**EXERCISE REQUIREMENTS**. Please transcribe every entry below exactly as written.
*** Opening GIVEN DATA ***
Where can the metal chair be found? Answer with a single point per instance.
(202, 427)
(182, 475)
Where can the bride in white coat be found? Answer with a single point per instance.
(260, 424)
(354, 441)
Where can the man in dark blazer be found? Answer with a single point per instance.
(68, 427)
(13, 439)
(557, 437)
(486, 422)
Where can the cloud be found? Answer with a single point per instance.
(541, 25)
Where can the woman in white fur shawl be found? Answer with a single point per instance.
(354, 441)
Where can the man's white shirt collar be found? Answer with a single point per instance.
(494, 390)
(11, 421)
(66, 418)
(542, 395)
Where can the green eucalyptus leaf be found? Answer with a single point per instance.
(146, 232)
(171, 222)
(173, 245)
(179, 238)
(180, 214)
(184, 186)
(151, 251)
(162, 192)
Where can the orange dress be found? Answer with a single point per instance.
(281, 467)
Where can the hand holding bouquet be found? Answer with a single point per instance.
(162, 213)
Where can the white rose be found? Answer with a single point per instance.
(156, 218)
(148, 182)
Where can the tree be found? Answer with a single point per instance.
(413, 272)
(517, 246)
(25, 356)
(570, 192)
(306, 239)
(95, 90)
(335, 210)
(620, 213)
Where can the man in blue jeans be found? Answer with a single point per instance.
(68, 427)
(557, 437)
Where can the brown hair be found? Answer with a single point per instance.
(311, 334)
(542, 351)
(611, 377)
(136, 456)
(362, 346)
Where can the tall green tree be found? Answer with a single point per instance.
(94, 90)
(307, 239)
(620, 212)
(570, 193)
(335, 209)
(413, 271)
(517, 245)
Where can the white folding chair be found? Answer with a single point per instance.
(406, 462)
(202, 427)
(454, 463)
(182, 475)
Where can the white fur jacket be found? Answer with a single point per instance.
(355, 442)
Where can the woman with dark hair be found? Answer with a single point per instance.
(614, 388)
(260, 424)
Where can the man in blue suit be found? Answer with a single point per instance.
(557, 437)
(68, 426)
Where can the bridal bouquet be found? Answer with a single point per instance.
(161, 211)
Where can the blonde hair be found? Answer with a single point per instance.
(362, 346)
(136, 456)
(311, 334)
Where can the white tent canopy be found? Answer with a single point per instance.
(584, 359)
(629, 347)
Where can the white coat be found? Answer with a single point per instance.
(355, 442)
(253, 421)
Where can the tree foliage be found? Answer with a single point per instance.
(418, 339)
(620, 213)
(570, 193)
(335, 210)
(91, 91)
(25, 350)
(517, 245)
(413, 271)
*** Closing GIVEN DATA ***
**ANSWER SPACE**.
Where can the metal chair be found? Answer with a single point per instance.
(202, 427)
(182, 475)
Where can the bride in white coat be found? Answer with a single point per instance.
(260, 424)
(354, 441)
Where can the man in dark blazer be found? Answer with a single point per instance.
(68, 427)
(13, 439)
(557, 437)
(486, 422)
Where can the cloud be found? Answer with a single point per instance.
(541, 25)
Where can the woman in white fur shawl be found? Answer with a single point per instance.
(354, 441)
Where can the man's white shirt collar be found? Answer with a single point per instance.
(494, 390)
(11, 421)
(66, 418)
(542, 395)
Where can the green eucalyptus leaf be found? Answer with a single point per instance.
(146, 232)
(171, 222)
(173, 245)
(179, 238)
(180, 214)
(184, 186)
(151, 251)
(162, 192)
Where can the orange dress be found? Answer with a single point per instance.
(281, 467)
Where can the hand holding bouquet be found? Answer with a single point per instance.
(162, 213)
Where can the white rose be found? Answer with a single point per instance.
(156, 218)
(148, 182)
Where can the tree be found? Answer with a single point per instance.
(413, 272)
(517, 246)
(25, 356)
(570, 192)
(306, 239)
(95, 90)
(335, 210)
(620, 213)
Where can the man in blue jeans be found? Answer with a single point per instance.
(68, 427)
(557, 437)
Where can the brown hair be found? Answer with a single point per instance.
(311, 334)
(542, 351)
(611, 377)
(136, 456)
(362, 346)
Where can the tall green tree be found? Answer with a single point per instance.
(94, 90)
(307, 239)
(620, 212)
(570, 193)
(335, 209)
(413, 271)
(517, 245)
Where can the white folding chair be found? Answer with a single point per instance.
(406, 462)
(202, 427)
(454, 463)
(182, 475)
Where can the white fur jacket be found? Answer with a single point per instance.
(355, 442)
Where can the woman with dark hair be found? Answer with a single point per instance.
(614, 388)
(260, 424)
Where can the man in blue suit be found? Answer with a single point per instance.
(557, 437)
(68, 426)
Where can the bridal bouquet be found? Answer with a single point per instance.
(161, 211)
Where can the blonde hair be found? Answer with a single point per instance.
(362, 346)
(136, 456)
(311, 334)
Where can the white tent canopy be found? Answer with a single point per instance.
(584, 359)
(629, 347)
Where can the white coat be found? Answer with a single point per instance.
(355, 442)
(253, 421)
Where can the tree foliage be found? Answer with a single point per instance.
(418, 339)
(620, 213)
(570, 193)
(335, 210)
(91, 91)
(25, 350)
(517, 245)
(413, 271)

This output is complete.